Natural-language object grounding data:
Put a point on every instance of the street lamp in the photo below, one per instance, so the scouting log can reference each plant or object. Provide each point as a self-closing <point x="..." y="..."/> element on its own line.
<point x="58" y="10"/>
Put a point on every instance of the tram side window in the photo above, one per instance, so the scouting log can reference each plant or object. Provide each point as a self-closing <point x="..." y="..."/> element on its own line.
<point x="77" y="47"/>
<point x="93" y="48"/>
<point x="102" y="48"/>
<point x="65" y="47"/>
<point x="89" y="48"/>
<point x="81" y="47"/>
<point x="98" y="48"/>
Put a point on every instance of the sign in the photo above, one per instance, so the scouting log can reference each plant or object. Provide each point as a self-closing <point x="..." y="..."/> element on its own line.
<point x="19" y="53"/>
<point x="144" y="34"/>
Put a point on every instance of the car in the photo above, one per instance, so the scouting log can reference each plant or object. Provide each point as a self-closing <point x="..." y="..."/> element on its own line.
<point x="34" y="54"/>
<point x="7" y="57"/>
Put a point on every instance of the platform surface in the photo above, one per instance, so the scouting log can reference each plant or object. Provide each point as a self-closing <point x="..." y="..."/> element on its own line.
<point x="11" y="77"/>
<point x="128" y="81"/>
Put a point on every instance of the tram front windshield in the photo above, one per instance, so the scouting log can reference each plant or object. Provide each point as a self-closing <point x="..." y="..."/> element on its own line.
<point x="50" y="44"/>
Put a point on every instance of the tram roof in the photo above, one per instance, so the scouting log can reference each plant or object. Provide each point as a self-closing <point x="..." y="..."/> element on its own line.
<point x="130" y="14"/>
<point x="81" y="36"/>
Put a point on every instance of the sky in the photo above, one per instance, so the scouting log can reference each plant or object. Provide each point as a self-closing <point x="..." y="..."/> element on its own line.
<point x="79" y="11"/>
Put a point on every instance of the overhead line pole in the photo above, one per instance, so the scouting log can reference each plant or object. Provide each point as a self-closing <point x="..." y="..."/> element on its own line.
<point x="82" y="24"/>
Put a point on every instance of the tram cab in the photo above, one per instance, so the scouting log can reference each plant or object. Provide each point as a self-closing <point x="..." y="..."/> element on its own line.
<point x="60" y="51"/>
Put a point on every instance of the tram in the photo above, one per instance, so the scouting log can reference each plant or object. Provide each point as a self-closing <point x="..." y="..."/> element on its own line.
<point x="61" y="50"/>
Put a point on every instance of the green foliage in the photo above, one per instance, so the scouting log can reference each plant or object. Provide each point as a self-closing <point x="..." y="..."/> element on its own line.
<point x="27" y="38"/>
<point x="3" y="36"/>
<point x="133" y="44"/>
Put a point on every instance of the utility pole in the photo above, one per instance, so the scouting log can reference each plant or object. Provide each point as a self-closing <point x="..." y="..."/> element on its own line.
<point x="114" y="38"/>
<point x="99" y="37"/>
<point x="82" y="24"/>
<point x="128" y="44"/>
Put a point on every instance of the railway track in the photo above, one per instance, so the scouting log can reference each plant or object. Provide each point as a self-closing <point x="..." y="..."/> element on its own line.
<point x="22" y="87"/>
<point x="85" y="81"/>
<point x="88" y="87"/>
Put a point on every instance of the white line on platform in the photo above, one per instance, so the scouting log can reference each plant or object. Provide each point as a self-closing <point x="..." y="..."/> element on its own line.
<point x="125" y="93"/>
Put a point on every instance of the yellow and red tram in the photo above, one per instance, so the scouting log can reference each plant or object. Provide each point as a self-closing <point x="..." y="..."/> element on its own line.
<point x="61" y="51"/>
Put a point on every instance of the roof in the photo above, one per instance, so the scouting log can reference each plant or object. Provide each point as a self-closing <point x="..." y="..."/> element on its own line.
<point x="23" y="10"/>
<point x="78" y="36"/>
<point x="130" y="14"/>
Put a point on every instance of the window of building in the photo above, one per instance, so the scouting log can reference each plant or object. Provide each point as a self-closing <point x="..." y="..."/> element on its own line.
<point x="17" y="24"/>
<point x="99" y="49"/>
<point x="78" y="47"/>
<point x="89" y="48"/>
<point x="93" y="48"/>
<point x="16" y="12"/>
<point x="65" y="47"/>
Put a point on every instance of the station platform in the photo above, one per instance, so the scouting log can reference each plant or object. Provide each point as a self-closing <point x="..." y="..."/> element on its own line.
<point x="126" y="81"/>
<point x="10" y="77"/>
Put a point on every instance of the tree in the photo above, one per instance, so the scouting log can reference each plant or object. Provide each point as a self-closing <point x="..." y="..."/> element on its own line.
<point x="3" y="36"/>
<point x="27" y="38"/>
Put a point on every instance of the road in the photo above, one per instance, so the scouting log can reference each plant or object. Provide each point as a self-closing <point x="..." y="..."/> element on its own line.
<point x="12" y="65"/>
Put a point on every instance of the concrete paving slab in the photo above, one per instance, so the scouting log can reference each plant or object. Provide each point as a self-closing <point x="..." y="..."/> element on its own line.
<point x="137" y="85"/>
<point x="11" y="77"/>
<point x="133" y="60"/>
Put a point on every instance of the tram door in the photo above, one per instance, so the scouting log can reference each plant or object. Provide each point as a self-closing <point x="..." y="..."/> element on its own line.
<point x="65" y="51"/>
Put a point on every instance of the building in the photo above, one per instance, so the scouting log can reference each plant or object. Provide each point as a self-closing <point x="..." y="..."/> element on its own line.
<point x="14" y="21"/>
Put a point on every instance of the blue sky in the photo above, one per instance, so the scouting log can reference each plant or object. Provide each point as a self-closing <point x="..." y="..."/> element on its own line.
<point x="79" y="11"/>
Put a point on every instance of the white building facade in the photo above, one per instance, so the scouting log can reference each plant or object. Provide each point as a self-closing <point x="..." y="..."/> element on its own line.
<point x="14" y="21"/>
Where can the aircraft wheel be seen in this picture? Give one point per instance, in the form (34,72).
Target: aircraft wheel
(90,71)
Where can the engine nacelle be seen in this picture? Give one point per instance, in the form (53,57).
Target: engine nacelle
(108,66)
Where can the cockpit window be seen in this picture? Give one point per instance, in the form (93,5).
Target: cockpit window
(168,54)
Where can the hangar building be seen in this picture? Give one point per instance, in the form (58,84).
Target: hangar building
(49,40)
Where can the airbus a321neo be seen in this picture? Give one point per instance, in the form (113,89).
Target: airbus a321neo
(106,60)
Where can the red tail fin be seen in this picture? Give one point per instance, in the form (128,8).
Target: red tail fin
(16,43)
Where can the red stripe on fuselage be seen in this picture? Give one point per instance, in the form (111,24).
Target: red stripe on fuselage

* **What you should do**: Copy out all of the data exactly, leaving nothing out.

* **Written solution**:
Put a point on every instance of the street lamp in the photo below, one per instance, so the scouting log can reference each plant or object. Provide each point as a self-closing <point x="..." y="..."/> element on its own line.
<point x="58" y="10"/>
Put a point on every instance of the tram side window in the photo above, one per instance, so the scouting log can reference each plant or object. Provide each point as a self-closing <point x="..." y="..."/> element on its own line.
<point x="77" y="47"/>
<point x="93" y="48"/>
<point x="102" y="48"/>
<point x="65" y="47"/>
<point x="89" y="48"/>
<point x="81" y="47"/>
<point x="98" y="48"/>
Put a point on every instance of the sign in the photo above, one per instance, so the scouting log can reference each plant or object. Provide each point as a self-closing <point x="..." y="..."/> element on its own line.
<point x="19" y="53"/>
<point x="144" y="34"/>
Put a point on every instance of the car in the photo above, one per instance, so the scouting log can reference each plant or object. Provide each point as a self-closing <point x="..." y="..."/> element on its own line.
<point x="34" y="54"/>
<point x="7" y="57"/>
Put a point on every instance of the platform surface in the photo above, one per instance, so the scouting log can reference each plant or object. Provide each point as a self-closing <point x="..." y="..."/> element on its own line.
<point x="11" y="77"/>
<point x="128" y="81"/>
Put a point on every instance of the tram front windshield in the photo above, one per instance, so the scouting log can reference each plant or object. Provide each point as a self-closing <point x="..." y="..."/> element on its own line.
<point x="50" y="44"/>
Put a point on every instance of the tram roof in the photo above, one per instance, so the scouting log can reference each plant or object. Provide each point as a self-closing <point x="..." y="..."/> element on its own line.
<point x="130" y="14"/>
<point x="81" y="36"/>
Put a point on every instance of the sky in the photo above, one per instance, so the scouting log can reference each plant or object. Provide each point as a self-closing <point x="..." y="..."/> element on its own line.
<point x="79" y="11"/>
Put a point on every instance of the overhead line pole in the photo above, one per instance, so the scouting log can reference each plant or object. Provide each point as a self-closing <point x="..." y="..."/> element on its own line.
<point x="82" y="24"/>
Put a point on every instance of the tram cab in the photo above, one per instance, so the scouting log can reference each plant or object. Provide each point as a self-closing <point x="..." y="..."/> element on its own line.
<point x="60" y="51"/>
Put a point on every instance of the tram in the photo above, one per instance, so the scouting log can reference each plant or object. Provide each point as a self-closing <point x="..." y="..."/> element on its own line.
<point x="61" y="50"/>
Put a point on every instance of the green foliage in the photo above, one per instance, so the scouting log can reference each plant or object. Provide each point as a self-closing <point x="..." y="..."/> element on its own line.
<point x="27" y="38"/>
<point x="3" y="36"/>
<point x="133" y="44"/>
Put a point on every instance of the utility pole in the photo above, one per instance, so the scouting log can reference each plant or object. Provide each point as a self-closing <point x="..." y="..."/> element on its own line.
<point x="114" y="38"/>
<point x="99" y="37"/>
<point x="82" y="24"/>
<point x="128" y="44"/>
Put a point on every instance of the railway track in the photo above, one per instance, so the scouting log can reference each plant or object. Provide each point as a self-closing <point x="..." y="..."/> element on its own line.
<point x="22" y="87"/>
<point x="85" y="81"/>
<point x="88" y="87"/>
Put a point on every instance of the white line on platform in the photo above, one per instance, so the scouting log can reference each plant or object. Provide each point as a self-closing <point x="..." y="..."/> element on its own line.
<point x="125" y="93"/>
Put a point on every instance of the yellow and red tram in the photo above, one per instance, so the scouting log can reference each plant or object. Provide each point as a self-closing <point x="..." y="..."/> element on its own line.
<point x="61" y="51"/>
Put a point on every instance of the roof in the photo above, one per instance, so the scouting log can reference each plant or object. Provide each point as a self-closing <point x="..." y="..."/> element on its own line.
<point x="23" y="10"/>
<point x="78" y="36"/>
<point x="130" y="14"/>
Put a point on every instance of the window of building in the photo above, one per instance, so the scouting log can reference each plant or object. Provide each point as a self-closing <point x="..." y="..."/> element on its own line.
<point x="17" y="24"/>
<point x="99" y="49"/>
<point x="78" y="47"/>
<point x="89" y="48"/>
<point x="93" y="48"/>
<point x="16" y="12"/>
<point x="65" y="47"/>
Put a point on every instance of the station platform in the photo above, one per instance, so the scouting log can reference each plant or object. Provide each point as a self-closing <point x="..." y="..."/> element on its own line.
<point x="126" y="81"/>
<point x="10" y="77"/>
Put a point on every instance of the tree in the photo above, one per instance, so the scouting log can reference each plant or object. Provide each point as a self-closing <point x="..." y="..."/> element on its own line.
<point x="3" y="36"/>
<point x="27" y="38"/>
Put a point on every instance of the road in the photo above, one per instance, so the scouting log can reference each plant or object. Provide each point as a self-closing <point x="..." y="..."/> element on its own line.
<point x="12" y="65"/>
Put a point on every instance of the concrete paving slab in the photo above, one per instance, so the scouting log can reference each plant or object. Provide each point as a self-closing <point x="..." y="..."/> element on its own line.
<point x="137" y="85"/>
<point x="11" y="77"/>
<point x="133" y="60"/>
Put a point on every instance of the tram door in the photo above, one per instance, so the scouting log can reference each plant or object. Provide each point as a self-closing <point x="..." y="..."/> element on its own line.
<point x="65" y="51"/>
Put a point on every instance of the building in the photo above, one per instance, so the scouting log can reference each plant or object. Provide each point as a self-closing <point x="..." y="..."/> element on its own line.
<point x="14" y="21"/>
Put a point on every instance of the blue sky in the photo above, one per instance, so the scouting log can reference each plant or object. Provide each point as a self-closing <point x="..." y="..."/> element on its own line.
<point x="79" y="11"/>
Put a point on every instance of the white building facade in the photo above, one per instance, so the scouting log can reference each plant or object. Provide each point as a self-closing <point x="..." y="..."/> element on its own line.
<point x="14" y="21"/>
Where can the aircraft wheel be seen in this picture? Give one point per instance, in the form (34,72).
Target: aircraft wheel
(90,71)
Where can the engine nacelle be seen in this picture? Give one point per instance, in the form (53,57).
Target: engine nacelle
(108,66)
Where can the cockpit window be seen in this picture? Give one point per instance, in the form (93,5).
Target: cockpit window
(168,54)
Where can the hangar building be seen in this picture? Give one point per instance, in the form (58,84).
Target: hangar building
(49,40)
Where can the airbus a321neo be seen in this picture? Give one point per instance, in the form (113,89).
Target: airbus a321neo
(106,60)
Where can the red tail fin be seen in this picture? Give one point per instance, in the form (128,8).
Target: red tail fin
(16,43)
Where can the red stripe on fuselage be seen in this picture? Give one point per instance, in the form (111,24).
Target: red stripe on fuselage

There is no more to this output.